[START OF TASK INPUT]

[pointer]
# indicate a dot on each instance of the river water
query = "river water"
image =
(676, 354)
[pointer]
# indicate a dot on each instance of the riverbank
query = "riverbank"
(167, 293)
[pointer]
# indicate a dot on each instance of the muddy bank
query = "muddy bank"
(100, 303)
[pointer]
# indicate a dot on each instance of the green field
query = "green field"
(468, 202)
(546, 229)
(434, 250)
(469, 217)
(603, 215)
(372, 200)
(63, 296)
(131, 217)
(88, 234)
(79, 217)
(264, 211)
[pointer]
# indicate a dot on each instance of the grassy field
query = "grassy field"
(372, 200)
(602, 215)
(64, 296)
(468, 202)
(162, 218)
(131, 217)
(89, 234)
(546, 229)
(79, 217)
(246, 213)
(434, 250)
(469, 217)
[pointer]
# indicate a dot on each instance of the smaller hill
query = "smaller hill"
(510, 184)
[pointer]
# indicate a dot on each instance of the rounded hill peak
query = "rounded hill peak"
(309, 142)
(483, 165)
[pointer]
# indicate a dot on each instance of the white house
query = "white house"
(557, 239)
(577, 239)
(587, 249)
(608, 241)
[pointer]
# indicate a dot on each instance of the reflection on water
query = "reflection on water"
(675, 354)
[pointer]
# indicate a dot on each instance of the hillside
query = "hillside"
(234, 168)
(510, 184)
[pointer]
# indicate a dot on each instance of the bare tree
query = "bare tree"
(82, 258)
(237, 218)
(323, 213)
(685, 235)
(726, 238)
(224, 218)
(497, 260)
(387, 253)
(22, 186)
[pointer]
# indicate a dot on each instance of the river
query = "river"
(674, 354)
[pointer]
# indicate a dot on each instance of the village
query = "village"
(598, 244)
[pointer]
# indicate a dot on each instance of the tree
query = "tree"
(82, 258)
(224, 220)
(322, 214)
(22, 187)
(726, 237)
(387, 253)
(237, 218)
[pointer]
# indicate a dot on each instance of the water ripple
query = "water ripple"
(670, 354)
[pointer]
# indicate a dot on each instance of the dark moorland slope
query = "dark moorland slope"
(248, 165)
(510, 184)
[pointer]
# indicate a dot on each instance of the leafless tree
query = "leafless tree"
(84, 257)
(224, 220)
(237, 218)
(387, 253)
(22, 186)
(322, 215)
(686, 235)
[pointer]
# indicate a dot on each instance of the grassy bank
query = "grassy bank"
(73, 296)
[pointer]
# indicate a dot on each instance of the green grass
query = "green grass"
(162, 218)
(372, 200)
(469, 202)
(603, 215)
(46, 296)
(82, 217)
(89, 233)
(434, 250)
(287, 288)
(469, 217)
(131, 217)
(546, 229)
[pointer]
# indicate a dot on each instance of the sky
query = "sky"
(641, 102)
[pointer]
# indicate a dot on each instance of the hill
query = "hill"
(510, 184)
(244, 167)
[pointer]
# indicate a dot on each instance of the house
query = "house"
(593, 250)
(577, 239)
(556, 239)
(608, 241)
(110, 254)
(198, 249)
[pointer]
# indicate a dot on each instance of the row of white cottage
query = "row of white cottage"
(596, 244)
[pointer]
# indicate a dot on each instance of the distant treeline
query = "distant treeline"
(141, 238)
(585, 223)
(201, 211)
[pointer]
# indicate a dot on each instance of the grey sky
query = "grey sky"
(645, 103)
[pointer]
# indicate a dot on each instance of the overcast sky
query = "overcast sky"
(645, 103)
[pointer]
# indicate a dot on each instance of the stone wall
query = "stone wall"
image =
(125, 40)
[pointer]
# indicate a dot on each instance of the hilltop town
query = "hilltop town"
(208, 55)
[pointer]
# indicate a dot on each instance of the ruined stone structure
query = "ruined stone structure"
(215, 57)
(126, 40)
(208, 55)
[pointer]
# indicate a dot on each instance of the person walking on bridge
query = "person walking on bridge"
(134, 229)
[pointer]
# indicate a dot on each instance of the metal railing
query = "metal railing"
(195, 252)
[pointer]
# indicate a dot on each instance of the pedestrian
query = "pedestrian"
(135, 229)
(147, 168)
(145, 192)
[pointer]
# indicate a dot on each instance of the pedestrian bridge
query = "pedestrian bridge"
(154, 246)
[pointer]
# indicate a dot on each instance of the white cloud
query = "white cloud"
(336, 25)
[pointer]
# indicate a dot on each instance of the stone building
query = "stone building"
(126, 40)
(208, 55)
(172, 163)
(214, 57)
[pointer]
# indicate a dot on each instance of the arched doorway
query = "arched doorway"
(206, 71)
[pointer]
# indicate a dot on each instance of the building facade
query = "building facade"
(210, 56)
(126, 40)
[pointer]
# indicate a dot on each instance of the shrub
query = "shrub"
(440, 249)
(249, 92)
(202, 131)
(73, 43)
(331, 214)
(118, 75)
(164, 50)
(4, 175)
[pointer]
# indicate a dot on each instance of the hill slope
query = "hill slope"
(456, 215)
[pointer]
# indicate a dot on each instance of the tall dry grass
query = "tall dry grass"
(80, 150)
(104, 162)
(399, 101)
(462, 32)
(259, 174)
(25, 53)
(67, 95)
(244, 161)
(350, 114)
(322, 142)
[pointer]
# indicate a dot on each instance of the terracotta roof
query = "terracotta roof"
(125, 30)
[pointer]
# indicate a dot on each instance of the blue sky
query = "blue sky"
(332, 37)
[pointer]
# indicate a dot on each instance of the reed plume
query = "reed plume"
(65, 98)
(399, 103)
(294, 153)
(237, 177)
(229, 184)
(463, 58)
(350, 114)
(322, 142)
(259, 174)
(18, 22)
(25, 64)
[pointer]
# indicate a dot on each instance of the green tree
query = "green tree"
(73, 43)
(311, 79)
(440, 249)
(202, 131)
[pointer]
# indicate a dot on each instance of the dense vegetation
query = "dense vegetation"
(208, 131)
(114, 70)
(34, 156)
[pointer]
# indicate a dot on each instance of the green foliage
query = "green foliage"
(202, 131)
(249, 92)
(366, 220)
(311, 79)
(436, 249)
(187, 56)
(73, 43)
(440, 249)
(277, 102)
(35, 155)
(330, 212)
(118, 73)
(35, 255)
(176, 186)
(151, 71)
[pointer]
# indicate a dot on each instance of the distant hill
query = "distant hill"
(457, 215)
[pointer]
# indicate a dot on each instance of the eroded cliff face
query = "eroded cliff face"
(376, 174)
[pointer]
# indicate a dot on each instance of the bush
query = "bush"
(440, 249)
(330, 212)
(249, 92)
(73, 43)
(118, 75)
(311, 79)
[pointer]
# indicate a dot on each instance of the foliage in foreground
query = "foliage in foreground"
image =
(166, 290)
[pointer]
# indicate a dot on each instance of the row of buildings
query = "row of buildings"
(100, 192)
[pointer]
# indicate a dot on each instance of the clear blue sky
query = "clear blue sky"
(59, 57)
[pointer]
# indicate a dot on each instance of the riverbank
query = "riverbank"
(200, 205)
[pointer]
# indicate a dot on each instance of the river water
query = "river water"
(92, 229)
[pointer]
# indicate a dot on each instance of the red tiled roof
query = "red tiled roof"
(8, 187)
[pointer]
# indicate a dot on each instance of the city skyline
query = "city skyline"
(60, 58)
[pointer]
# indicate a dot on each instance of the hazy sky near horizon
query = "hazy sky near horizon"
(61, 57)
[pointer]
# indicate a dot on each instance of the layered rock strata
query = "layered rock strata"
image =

[END OF TASK INPUT]

Copy every line verbatim.

[pointer]
# indicate a dot on each instance of the river water
query = "river water"
image =
(676, 354)
[pointer]
# indicate a dot on each instance of the riverbank
query = "riverbank"
(167, 293)
[pointer]
# indicate a dot on each instance of the muddy bank
query = "muddy bank"
(100, 303)
[pointer]
# indicate a dot on each instance of the green field
query = "green field"
(468, 202)
(546, 229)
(434, 250)
(469, 217)
(603, 215)
(372, 200)
(63, 296)
(131, 217)
(88, 234)
(79, 217)
(264, 211)
[pointer]
# indicate a dot on each instance of the grassy field
query = "grassy field"
(372, 200)
(602, 215)
(64, 296)
(468, 202)
(162, 218)
(131, 217)
(89, 234)
(546, 229)
(79, 217)
(246, 213)
(434, 250)
(469, 217)
[pointer]
# indicate a dot on each instance of the smaller hill
query = "smaller hill"
(510, 184)
[pointer]
# indicate a dot on each instance of the rounded hill peak
query = "rounded hill peak"
(309, 142)
(483, 165)
[pointer]
# indicate a dot on each instance of the white house
query = "white house"
(557, 239)
(577, 239)
(587, 249)
(608, 241)
[pointer]
# indicate a dot on each instance of the reflection on water
query = "reflection on water"
(675, 354)
[pointer]
# indicate a dot on each instance of the hillside
query = "hillside"
(234, 168)
(510, 184)
[pointer]
# indicate a dot on each instance of the bare tree
query = "bare tree"
(82, 258)
(237, 218)
(323, 213)
(685, 235)
(726, 238)
(224, 218)
(497, 260)
(387, 253)
(22, 186)
[pointer]
# indicate a dot on each instance of the river
query = "river"
(674, 354)
[pointer]
# indicate a dot on each instance of the village
query = "village"
(598, 244)
[pointer]
# indicate a dot on each instance of the tree
query = "tree"
(82, 258)
(224, 220)
(322, 214)
(22, 187)
(726, 237)
(387, 253)
(237, 218)
[pointer]
# indicate a dot on each instance of the water ripple
query = "water ripple"
(670, 354)
[pointer]
# indicate a dot on each instance of the dark moorland slope
query = "dark moorland slope"
(248, 165)
(510, 184)
[pointer]
# indicate a dot on each instance of the leafless tree
query = "leafless tree"
(84, 257)
(224, 220)
(237, 218)
(387, 253)
(22, 186)
(322, 215)
(686, 235)
[pointer]
# indicate a dot on each instance of the grassy bank
query = "grassy bank"
(73, 296)
[pointer]
# indicate a dot on each instance of the green grass
query = "green grass"
(162, 218)
(372, 200)
(469, 202)
(603, 215)
(46, 296)
(82, 217)
(89, 233)
(434, 250)
(287, 288)
(469, 217)
(131, 217)
(546, 229)
[pointer]
# indicate a dot on each instance of the sky
query = "sky"
(641, 102)
[pointer]
# indicate a dot on each instance of the hill
query = "hill"
(510, 184)
(244, 167)
[pointer]
# indicate a dot on each instance of the house
query = "house"
(593, 250)
(577, 239)
(556, 239)
(608, 241)
(110, 254)
(198, 249)
[pointer]
# indicate a dot on each instance of the row of white cottage
query = "row of white cottage"
(596, 244)
[pointer]
# indicate a dot on each instance of the distant treeline
query = "distant treeline"
(141, 238)
(585, 223)
(201, 211)
[pointer]
# indicate a dot on each instance of the grey sky
query = "grey sky"
(645, 103)
[pointer]
# indicate a dot on each instance of the overcast sky
query = "overcast sky"
(645, 103)
[pointer]
# indicate a dot on each instance of the stone wall
query = "stone wall"
image =
(125, 40)
[pointer]
# indicate a dot on each instance of the hilltop town
query = "hilltop town"
(208, 55)
[pointer]
# indicate a dot on each instance of the ruined stone structure
query = "ruined stone structure"
(215, 57)
(126, 40)
(208, 55)
[pointer]
# indicate a dot on each instance of the person walking on bridge
query = "person walking on bridge"
(134, 229)
[pointer]
# indicate a dot on each instance of the metal railing
query = "metal railing"
(195, 252)
[pointer]
# indicate a dot on each instance of the pedestrian
query = "pedestrian"
(135, 229)
(147, 168)
(145, 192)
[pointer]
# indicate a dot on each instance of the pedestrian bridge
query = "pedestrian bridge"
(154, 246)
[pointer]
# indicate a dot on each instance of the white cloud
query = "white cloud"
(336, 25)
[pointer]
# indicate a dot on each instance of the stone building
query = "stone building"
(126, 40)
(208, 55)
(172, 163)
(214, 57)
[pointer]
# indicate a dot on each instance of the arched doorway
query = "arched doorway"
(206, 71)
[pointer]
# indicate a dot on each instance of the building facade
query = "building facade"
(210, 56)
(126, 40)
[pointer]
# indicate a dot on each instance of the shrub
query = "shrub"
(440, 249)
(249, 92)
(202, 131)
(73, 43)
(331, 214)
(118, 75)
(164, 50)
(4, 175)
[pointer]
# indicate a dot on each instance of the hill slope
query = "hill slope"
(456, 215)
[pointer]
# indicate a dot on each instance of the tall dry grass
query = "tall dry grass"
(80, 150)
(104, 162)
(399, 101)
(462, 32)
(259, 174)
(25, 53)
(67, 95)
(244, 161)
(350, 114)
(322, 142)
[pointer]
# indicate a dot on each instance of the terracotta roof
query = "terracotta roof"
(125, 30)
[pointer]
# indicate a dot on each instance of the blue sky
query = "blue sky"
(332, 37)
[pointer]
# indicate a dot on each instance of the reed plume
query = "reed plume"
(65, 98)
(399, 103)
(294, 153)
(237, 177)
(229, 184)
(463, 58)
(350, 114)
(322, 142)
(259, 174)
(18, 22)
(25, 64)
[pointer]
# indicate a dot on each instance of the green tree
query = "green tree"
(73, 43)
(311, 79)
(440, 249)
(202, 131)
[pointer]
# indicate a dot on each instance of the dense vegetation
query = "dense vegetation"
(208, 131)
(114, 70)
(34, 156)
[pointer]
# indicate a dot on each instance of the green foliage
query = "green foliage"
(202, 131)
(249, 92)
(366, 220)
(311, 79)
(436, 249)
(187, 56)
(73, 43)
(440, 249)
(277, 102)
(35, 155)
(330, 212)
(118, 73)
(35, 255)
(176, 186)
(151, 71)
[pointer]
# indicate a dot on each instance of the distant hill
query = "distant hill"
(457, 215)
[pointer]
# indicate a dot on each instance of the eroded cliff face
query = "eroded cliff face"
(376, 174)
[pointer]
# indicate a dot on each instance of the bush
query = "bush"
(440, 249)
(330, 212)
(249, 92)
(73, 43)
(118, 75)
(311, 79)
[pointer]
# indicate a dot on each instance of the foliage in foreground
query = "foliage in foreground"
image =
(166, 290)
[pointer]
# indicate a dot on each instance of the row of buildings
query = "row of buildings"
(100, 192)
[pointer]
# indicate a dot on each instance of the clear blue sky
query = "clear blue sky"
(59, 57)
[pointer]
# indicate a dot on each instance of the riverbank
query = "riverbank"
(200, 205)
[pointer]
# indicate a dot on each instance of the river water
query = "river water"
(92, 229)
[pointer]
# indicate a dot on each instance of the red tiled roof
query = "red tiled roof"
(8, 187)
[pointer]
# indicate a dot on each instance of the city skyline
query = "city skyline"
(60, 58)
[pointer]
# indicate a dot on each instance of the hazy sky near horizon
query = "hazy sky near horizon"
(61, 57)
[pointer]
# indicate a dot on each instance of the layered rock strata
query = "layered rock strata"
image =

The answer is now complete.